* Collected data entries:

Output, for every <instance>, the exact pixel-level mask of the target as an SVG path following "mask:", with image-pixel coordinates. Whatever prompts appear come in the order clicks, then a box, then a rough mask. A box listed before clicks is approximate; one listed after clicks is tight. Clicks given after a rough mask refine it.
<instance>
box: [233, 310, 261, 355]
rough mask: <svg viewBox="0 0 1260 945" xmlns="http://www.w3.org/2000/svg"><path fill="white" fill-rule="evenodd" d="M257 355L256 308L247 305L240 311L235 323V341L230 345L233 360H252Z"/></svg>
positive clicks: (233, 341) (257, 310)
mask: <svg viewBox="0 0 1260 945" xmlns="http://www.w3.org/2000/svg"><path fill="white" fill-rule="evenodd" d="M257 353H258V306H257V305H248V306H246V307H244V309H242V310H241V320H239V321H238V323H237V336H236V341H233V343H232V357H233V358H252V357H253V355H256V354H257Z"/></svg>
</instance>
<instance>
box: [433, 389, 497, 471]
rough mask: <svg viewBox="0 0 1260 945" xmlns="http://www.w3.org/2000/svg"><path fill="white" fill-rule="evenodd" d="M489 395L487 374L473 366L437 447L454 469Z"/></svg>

---

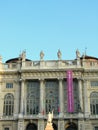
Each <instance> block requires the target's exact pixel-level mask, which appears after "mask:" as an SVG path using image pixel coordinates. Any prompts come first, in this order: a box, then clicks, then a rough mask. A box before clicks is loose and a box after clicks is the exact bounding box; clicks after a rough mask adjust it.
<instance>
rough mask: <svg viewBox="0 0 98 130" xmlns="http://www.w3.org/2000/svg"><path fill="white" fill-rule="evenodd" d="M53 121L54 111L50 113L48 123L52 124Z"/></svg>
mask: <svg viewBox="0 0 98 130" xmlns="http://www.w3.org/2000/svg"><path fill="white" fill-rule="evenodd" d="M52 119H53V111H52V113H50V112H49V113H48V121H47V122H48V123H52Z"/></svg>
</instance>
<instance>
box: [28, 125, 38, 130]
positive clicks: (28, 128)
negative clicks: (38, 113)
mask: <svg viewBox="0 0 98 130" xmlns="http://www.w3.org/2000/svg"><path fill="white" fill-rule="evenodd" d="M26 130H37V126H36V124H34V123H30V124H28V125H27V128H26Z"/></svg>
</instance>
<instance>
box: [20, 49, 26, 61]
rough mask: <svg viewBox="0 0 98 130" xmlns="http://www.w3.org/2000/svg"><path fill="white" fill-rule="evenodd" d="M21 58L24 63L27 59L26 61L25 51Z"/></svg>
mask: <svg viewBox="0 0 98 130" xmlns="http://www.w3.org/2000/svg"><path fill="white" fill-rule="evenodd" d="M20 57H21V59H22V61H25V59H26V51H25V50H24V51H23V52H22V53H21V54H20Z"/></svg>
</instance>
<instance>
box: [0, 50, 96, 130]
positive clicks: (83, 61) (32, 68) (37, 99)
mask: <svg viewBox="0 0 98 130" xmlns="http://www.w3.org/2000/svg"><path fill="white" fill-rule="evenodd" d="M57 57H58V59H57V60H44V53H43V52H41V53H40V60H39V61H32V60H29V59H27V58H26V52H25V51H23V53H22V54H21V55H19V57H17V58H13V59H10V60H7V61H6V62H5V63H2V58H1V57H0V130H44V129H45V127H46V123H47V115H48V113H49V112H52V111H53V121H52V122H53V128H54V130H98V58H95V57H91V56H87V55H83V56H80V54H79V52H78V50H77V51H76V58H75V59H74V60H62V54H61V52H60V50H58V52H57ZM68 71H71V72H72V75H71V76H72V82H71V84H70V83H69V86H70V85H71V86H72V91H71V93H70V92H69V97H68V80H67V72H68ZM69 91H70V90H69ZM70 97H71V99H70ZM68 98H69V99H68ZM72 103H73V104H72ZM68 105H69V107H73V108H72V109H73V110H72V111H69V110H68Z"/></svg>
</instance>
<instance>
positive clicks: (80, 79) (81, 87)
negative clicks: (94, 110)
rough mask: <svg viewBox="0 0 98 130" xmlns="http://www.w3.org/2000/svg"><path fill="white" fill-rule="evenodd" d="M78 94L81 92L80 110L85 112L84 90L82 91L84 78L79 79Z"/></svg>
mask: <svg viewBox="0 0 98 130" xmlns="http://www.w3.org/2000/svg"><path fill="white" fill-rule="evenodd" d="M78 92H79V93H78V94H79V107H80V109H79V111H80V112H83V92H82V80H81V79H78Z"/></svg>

* * *

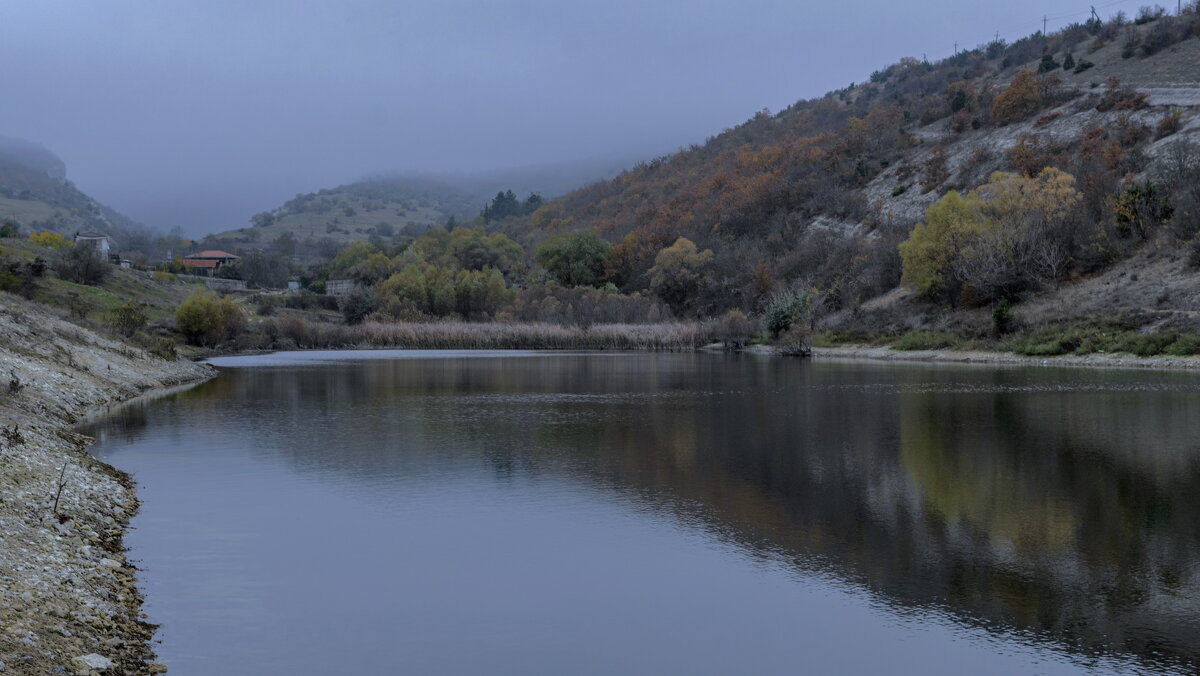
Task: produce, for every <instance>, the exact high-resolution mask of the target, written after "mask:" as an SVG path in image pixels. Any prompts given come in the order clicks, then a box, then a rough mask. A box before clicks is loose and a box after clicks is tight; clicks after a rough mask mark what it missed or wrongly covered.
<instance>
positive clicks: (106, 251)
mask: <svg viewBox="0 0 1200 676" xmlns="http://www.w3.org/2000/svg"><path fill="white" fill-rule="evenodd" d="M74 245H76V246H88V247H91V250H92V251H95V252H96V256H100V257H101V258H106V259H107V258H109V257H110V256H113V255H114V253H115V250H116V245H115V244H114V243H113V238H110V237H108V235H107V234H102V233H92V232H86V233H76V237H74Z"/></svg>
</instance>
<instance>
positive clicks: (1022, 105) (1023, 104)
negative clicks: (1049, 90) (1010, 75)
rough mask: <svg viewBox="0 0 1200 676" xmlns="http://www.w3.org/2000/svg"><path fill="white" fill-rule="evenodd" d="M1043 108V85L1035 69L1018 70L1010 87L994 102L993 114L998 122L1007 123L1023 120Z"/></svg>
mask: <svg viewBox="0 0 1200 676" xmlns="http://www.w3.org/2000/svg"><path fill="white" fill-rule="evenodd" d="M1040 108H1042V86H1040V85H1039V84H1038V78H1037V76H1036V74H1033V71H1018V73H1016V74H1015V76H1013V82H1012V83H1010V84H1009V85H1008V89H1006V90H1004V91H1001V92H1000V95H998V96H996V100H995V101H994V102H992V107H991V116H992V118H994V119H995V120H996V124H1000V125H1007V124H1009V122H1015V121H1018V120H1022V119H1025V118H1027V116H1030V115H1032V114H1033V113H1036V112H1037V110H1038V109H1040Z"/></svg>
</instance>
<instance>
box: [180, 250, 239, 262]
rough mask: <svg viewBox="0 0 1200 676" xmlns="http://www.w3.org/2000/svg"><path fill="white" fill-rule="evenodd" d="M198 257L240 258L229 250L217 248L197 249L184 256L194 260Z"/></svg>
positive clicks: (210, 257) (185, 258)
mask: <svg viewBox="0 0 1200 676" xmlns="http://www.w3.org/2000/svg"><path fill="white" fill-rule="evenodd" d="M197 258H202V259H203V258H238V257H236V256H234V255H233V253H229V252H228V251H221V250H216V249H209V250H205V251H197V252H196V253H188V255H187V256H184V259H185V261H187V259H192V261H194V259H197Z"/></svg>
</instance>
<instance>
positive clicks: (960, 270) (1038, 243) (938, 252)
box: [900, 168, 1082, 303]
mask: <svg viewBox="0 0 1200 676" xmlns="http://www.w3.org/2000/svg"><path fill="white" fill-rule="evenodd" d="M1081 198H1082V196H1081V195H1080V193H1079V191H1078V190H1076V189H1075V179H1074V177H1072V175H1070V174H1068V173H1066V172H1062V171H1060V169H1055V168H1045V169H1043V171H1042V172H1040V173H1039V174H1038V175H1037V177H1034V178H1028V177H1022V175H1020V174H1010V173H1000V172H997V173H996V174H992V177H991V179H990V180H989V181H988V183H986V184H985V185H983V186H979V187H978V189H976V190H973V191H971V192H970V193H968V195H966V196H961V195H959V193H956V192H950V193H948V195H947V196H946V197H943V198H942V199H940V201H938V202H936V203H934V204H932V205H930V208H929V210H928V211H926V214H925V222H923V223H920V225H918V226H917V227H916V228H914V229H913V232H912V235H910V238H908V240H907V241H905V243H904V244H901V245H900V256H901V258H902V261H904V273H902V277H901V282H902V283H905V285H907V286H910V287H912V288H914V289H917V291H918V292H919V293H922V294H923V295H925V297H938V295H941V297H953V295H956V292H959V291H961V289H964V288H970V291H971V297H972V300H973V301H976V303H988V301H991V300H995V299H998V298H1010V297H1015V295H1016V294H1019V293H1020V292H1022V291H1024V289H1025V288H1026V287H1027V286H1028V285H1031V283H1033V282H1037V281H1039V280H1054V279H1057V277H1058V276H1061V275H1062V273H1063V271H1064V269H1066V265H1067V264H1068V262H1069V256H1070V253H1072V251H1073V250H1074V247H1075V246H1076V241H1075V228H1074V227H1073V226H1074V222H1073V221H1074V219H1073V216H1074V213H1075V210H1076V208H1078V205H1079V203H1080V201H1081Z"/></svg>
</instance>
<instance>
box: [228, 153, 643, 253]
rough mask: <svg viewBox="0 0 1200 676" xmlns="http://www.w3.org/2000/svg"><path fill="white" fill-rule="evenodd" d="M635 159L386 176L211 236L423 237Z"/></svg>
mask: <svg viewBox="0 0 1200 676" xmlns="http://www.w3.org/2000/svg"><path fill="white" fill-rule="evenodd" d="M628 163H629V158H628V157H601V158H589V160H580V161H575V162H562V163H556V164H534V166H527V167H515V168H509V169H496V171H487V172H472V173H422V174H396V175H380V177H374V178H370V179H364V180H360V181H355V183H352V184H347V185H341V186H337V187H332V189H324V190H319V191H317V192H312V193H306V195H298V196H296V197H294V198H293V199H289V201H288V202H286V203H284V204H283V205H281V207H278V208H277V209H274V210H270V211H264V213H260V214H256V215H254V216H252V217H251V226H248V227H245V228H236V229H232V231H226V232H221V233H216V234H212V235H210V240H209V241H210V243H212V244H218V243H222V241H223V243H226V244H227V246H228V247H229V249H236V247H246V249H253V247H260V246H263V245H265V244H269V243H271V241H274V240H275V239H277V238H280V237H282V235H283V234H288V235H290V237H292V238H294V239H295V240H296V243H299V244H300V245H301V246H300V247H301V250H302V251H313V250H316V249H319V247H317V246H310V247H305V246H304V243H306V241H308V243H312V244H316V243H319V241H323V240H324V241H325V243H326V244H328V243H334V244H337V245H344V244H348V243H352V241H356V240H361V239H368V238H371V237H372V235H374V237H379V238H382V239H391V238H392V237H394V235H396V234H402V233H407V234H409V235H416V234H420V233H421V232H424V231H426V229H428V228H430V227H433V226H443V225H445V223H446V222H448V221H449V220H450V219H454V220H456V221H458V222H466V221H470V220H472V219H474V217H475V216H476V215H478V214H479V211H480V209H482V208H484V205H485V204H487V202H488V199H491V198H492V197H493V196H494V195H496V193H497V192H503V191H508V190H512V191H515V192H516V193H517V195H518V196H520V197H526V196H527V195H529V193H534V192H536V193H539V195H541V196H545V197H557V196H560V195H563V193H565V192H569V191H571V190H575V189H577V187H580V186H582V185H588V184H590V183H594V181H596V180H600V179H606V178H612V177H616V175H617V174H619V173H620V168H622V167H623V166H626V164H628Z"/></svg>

* Aim of the task: When the line with "Output, for every" is reached in the data above, begin copying, and stop after the line with "box: [233, 310, 261, 355]"; copy each line exactly, both ends included.

* Finished exercise:
Output, for every <instance>, the exact pixel-level mask of the target as an SVG path following "mask:", with image-pixel coordinates. Whatever prompts appear come in the order clicks, then a box, then a rough mask. A box listed before clicks is approximate; one listed after clicks is tight. Clicks given after a rough mask refine it.
<instance>
box: [233, 310, 261, 355]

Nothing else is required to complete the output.